Other Business Developments
GTECH further strengthened its board of directors and senior management team by appointing General Emmett Paige, Jr. as Chairman of the Board; David J. Calabro as Chief Operating Officer; and Timothy B. Nyman as Senior Vice President of Global Services.

In addition, GTECH announced that it was not chosen by the Colorado Lottery as the apparent successful vendor to provide equipment and services for a new integrated online and instant-ticket lottery system.

The Company also announced a voluntary recall by the Taiwan Public Welfare Lottery (the Lottery) of previously issued instant tickets distributed by Lottery Technology Services Corporation, a partnership between Acer, Incorporated and GTECH.

The Lottery took this action in response to concerns about potential operational and technical issues related to the instant ticket games. As a result of the voluntary recall, very few ticket books were returned and the event had little effect on ticket sales.

The tickets have been replaced by a new set of tickets. The issues addressed in Taiwan were the product of unique circumstances that are not present in other GTECH® jurisdictions.
□ □ □
Actions to take -
1. Update the passage on GTECH's business developments from "The Company also" to "on ticket sales.", changing "voluntary recall" to "product withdrawal" throughout.
2. Write what comes next in the passage on GTECH's business developments, starting after its final sentence.

Given data -
□ □ □
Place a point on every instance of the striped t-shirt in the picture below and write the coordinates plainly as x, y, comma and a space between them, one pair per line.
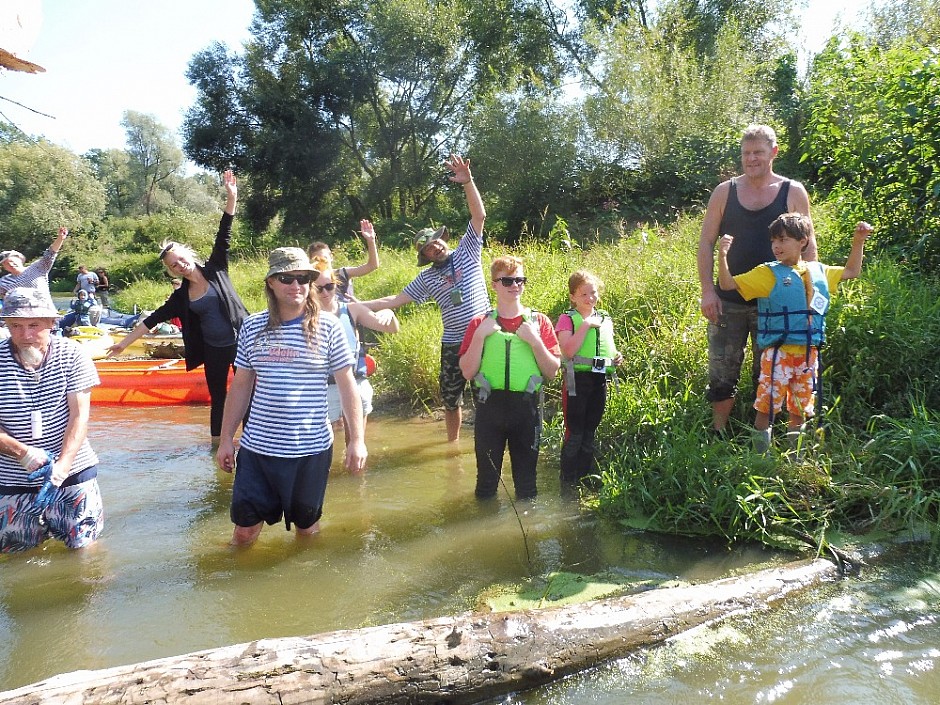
□ □ □
Final answers -
1.
The Company also announced a product withdrawal by the Taiwan Public Welfare Lottery (the Lottery) of previously issued instant tickets distributed by Lottery Technology Services Corporation, a partnership between Acer, Incorporated and GTECH.

The Lottery took this action in response to concerns about potential operational and technical issues related to the instant ticket games. As a result of the product withdrawal, very few ticket books were returned and the event had little effect on ticket sales.

2.
The Washington State Lottery joined the Mega Millions game, a multi-state lottery game designed to produce larger payoffs for players and more profits for participating states which include Georgia, Illinois, New York, Michigan, New Jersey, Ohio, Massachusetts, Virginia, and Maryland.

In an effort to increase sales and fill a budget shortfall, the Michigan Lottery recently introduced Sunday Lottery drawings and a new game, Change Play. Change Play winners are selected each day after 9:00 p.m. in a computerized random drawing that operates like a raffle. Players can buy computerized tickets for 25 cents to 99 cents each. Winnings are proportional to amounts wagered.

Certain statements contained in this press release are forward looking statements within the meaning of Section 27A of the Securities Act of 1933 and Section 21E of the Securities Exchange Act of 1934. Such statements include, without limitation, statements relating to the prospects and financial outlook for the Company, which reflect management assumptions regarding: (i) the future prospects for and stability of the lottery industry and other businesses in which the Company is engaged or expects to be engaged, (ii) the future operating and financial performance of the Company (including, without limitation, expected future growth in revenues, profit margins and earnings per share), and (iii) the ability of the Company to retain existing business and to obtain and retain new business. Such forward looking statements reflect management's assessment based on information currently available, but are not guarantees and are subject to risks and uncertainties that could cause actual results to differ materially from those contemplated in the forward looking statements.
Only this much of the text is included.